Records from a collection

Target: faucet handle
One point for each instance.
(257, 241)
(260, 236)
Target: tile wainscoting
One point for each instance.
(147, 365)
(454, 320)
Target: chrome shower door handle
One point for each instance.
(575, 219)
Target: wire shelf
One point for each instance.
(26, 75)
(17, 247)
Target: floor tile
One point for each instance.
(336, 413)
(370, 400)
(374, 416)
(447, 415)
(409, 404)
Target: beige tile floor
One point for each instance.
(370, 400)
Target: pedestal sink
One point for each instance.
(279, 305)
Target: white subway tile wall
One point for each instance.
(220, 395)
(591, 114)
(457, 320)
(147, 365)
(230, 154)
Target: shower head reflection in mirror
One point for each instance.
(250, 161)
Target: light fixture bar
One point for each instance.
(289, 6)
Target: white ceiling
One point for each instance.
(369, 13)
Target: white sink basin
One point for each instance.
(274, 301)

• WHAT TO DO
Rewrite all of the data above, substituting "Object" for every occurrence of "Target" and keeping everything else the same.

• FINISHED EXERCISE
Object: faucet handle
One point for each instance.
(257, 241)
(260, 236)
Object: tile wainscoting
One point for each instance.
(147, 365)
(454, 320)
Object: chrome shower door handle
One point for each instance.
(575, 219)
Object: wire shelf
One point for each instance.
(26, 75)
(17, 247)
Object: floor tile
One point for each instance.
(336, 413)
(370, 400)
(374, 416)
(447, 415)
(409, 404)
Object: beige tile floor
One point for each instance.
(370, 400)
Object: pedestal sink
One point for each instance.
(279, 305)
Object: white subway tile wall
One point for each instance.
(220, 395)
(591, 114)
(457, 320)
(147, 365)
(230, 154)
Object: shower head reflection in mirror
One point for each instance.
(250, 161)
Object: light fixture bar
One point for each instance.
(289, 6)
Object: white ceiling
One point for each instance.
(369, 13)
Object: white sink basin
One point for each instance.
(274, 301)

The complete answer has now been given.